**What you will do**:
Answer these three questions about the excerpt below:
(a) What issue price per unit did the Series B Preferred Units carry in the April 2015 offering?
(b) What is the monthly rate paid on each Series A Preferred Unit?
(c) To what amount did the Consent to the Credit Agreement lower the elected commitment?

**Extract provided**:
==================================================
In April 2015, we issued in private offerings $350 million of Series B Preferred Units at an issue price of $7.50 per unit. We received approximately $337.2 million from this offering, net of fees and estimated expenses, which we primarily used to repay borrowings under our credit facility. The Series B Preferred Units rank senior to our Common Units and on parity with the Series A Preferred Units with respect to the payment of current distributions.

For the three months ended March 31, 2016, we elected to pay our Series B Preferred Unit distributions in kind by issuing additional Series B Preferred Units (or, if elected by the unitholder, by issuing Common Units in lieu of such Series B Preferred Units) in lieu of cash. During the three months ended March 31, 2016, we declared distributions on our Series B Preferred Units at a monthly rate of 0.006666 Series B Preferred Units per unit, in the form of a total of 818,626 Series B Preferred Units and 163,314 Common Units. During the three months ended March 31, 2016, we recognized $7.4 million of accrued distributions on the Series B Preferred Units, which are included in non-cash distributions to Series B preferred unitholders on the consolidated statements of operations.

In May 2014, we issued 8.0 million 8.25% Series A Preferred Units. Our Series A Preferred Units rank senior to our Common Units and on parity with the Series B Preferred Units with respect to the payment of current distributions. We pay cumulative distributions in cash on the Series A Preferred Units on a monthly basis at a monthly rate of $0.171875 per Series A Preferred Unit. During each of the three months ended March 31, 2016 and March 31, 2015, we recognized $4.1 million of accrued distributions on the Series A Preferred Units, which are included in distributions to Series A preferred unitholders on the consolidated statements of operations.

On April 14, 2016, we elected to suspend the declaration of any further distributions on its Series A Preferred Units and Series B Preferred Units.

Common Units
    
In response to current commodity and financial market conditions, the Board suspended distributions on Common Units and RPUs effective with the third monthly payment attributable to the third quarter of 2015.

Senior Notes

As of March 31, 2016, we had $305 million in 2020 Senior Notes, $650 million in Senior Secured Notes, and $850 million in 2022 Senior Notes. See Note 7 to the consolidated financial statements within this report for a discussion of our Senior Unsecured Notes and Senior Secured Notes. For additional detail, see “—Liquidity and Capital Resources—Overview.”


33


Credit Agreement

At each of March 31, 2016 and December 31, 2015, we had a $5.0 billion credit facility with a maturity date of November 19, 2019. At each of March 31, 2016 and December 31, 2015, our borrowing base was $1.8 billion.

On March 28, 2016, we entered into the Consent to the Credit Agreement, which delayed the scheduled borrowing base redetermination from April 1, 2016 to May 1, 2016 and reduced the elected commitment amount under the Credit Agreement from $1.8 billion to $1.4 billion. As of May 9, 2016, the borrowing base has not been redetermined. We expect the borrowing base to be redetermined in late May 2016.
==================================================
**Dataset content**:
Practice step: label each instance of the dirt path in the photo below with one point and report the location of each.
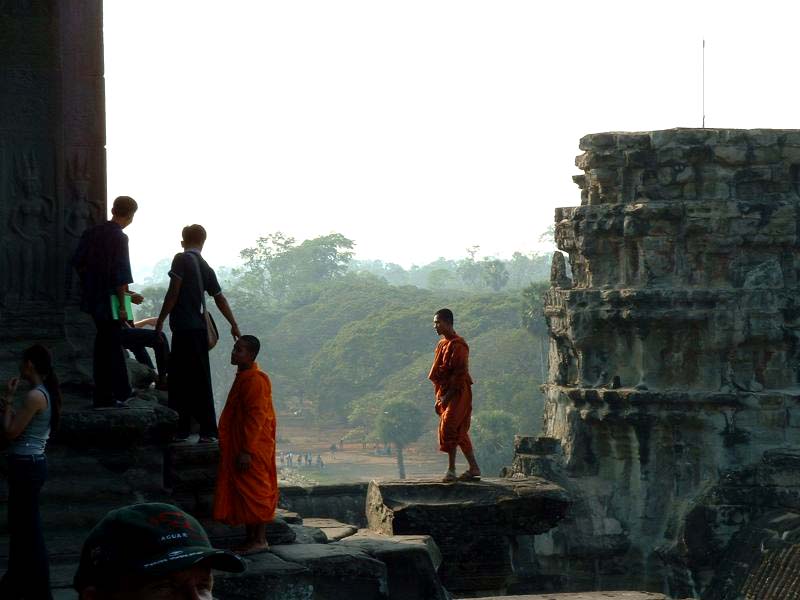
==================================================
**Written answer**:
(a) $7.50 per unit
(b) $0.171875 per Series A Preferred Unit
(c) $1.4 billion, down from $1.8 billion